**Given instruction:** Copy the records below word for word, leaving out the pictures.

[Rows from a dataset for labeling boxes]
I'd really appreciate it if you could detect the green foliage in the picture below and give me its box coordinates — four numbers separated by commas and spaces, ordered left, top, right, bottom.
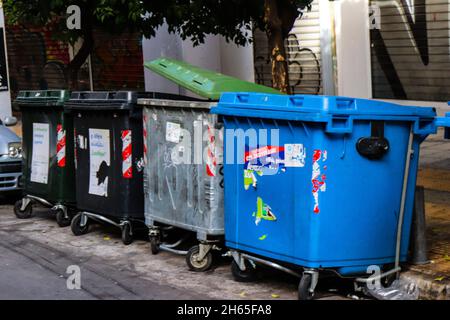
3, 0, 312, 45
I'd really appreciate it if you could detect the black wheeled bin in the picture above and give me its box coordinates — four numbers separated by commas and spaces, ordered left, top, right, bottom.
14, 90, 75, 227
65, 91, 186, 244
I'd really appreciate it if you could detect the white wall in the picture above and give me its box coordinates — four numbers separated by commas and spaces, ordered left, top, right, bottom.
142, 26, 255, 95
334, 0, 372, 98
0, 7, 11, 119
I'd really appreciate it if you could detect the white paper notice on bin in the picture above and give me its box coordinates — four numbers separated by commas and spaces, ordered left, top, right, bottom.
166, 122, 181, 143
30, 123, 50, 184
89, 129, 111, 197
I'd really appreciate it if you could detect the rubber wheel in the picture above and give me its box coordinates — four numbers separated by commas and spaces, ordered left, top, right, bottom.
298, 273, 314, 300
70, 213, 89, 236
56, 209, 70, 228
231, 259, 256, 282
122, 223, 133, 246
186, 245, 213, 272
150, 236, 159, 254
14, 199, 33, 219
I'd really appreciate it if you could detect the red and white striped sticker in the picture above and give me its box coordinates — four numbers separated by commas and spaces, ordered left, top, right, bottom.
206, 125, 217, 177
122, 130, 133, 179
142, 116, 147, 165
56, 124, 66, 168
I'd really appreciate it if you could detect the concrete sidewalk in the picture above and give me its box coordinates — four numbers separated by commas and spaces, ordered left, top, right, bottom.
402, 130, 450, 300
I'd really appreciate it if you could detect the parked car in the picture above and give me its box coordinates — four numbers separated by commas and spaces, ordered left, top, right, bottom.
0, 117, 22, 195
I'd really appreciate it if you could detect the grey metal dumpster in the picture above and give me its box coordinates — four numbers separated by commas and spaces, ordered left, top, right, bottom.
138, 99, 224, 271
142, 58, 277, 271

**Correct answer:**
I'd really appreciate it if you could detect the green foliage in the picture below and give me its box coordinates — four numbers separated by commas and spaces, ordered left, top, right, bottom.
3, 0, 312, 45
I'd really appreciate it if you could detect the black wheeled bin in the picture above and give me its box coordinates — four numbers separated by commas and spaces, ordered left, top, right, bottom.
14, 90, 75, 227
65, 91, 186, 244
I'd really appreciate it if you could detect the white wall in the picture above and give me its box coordinates — four numbers separated by commas and spaces, ordered left, top, right, bottom.
142, 26, 255, 95
334, 0, 372, 98
0, 7, 11, 119
I'd really appreciate it if you could detect the white paper notice on bin in the picture above and give me its box coordinates — four numbers separated by commas and spaces, ordered left, top, right, bottom.
166, 122, 181, 143
30, 123, 50, 184
89, 129, 111, 197
I'd really appreciate it if you could detect the rubber wheel in the picture above and give me its box coordinates — four numbers separated by commas and spaces, ordered left, top, right, bottom.
298, 273, 314, 300
70, 213, 89, 236
56, 209, 70, 228
231, 259, 256, 282
122, 223, 133, 246
186, 245, 213, 272
150, 236, 159, 254
14, 199, 33, 219
I'd really appreciate it if you could detect the red and white striped sticker in the picture above and give me its box coordinates — four numbers separated by commas and spaces, ordered left, top, right, bottom.
206, 125, 217, 177
122, 130, 133, 179
142, 116, 147, 165
56, 124, 66, 168
I'd really appreciate it if you could detect the concrete sidewalk in the picture above and give me its box coordinates — four numbers separated by commas and spaces, ordered left, top, right, bottom.
402, 130, 450, 300
I'd really appreciate it if you could detect the parked car in the picture above and give me its box coordinates — four numbers separated by commas and spaces, ordered left, top, right, bottom.
0, 117, 22, 195
I'd really appreciate it if you could detect the grey metal dumpster in the picture above and give me its box coordinates — four numbers separated by commas and spaces, ordered left, top, right, bottom.
138, 99, 224, 271
142, 58, 277, 271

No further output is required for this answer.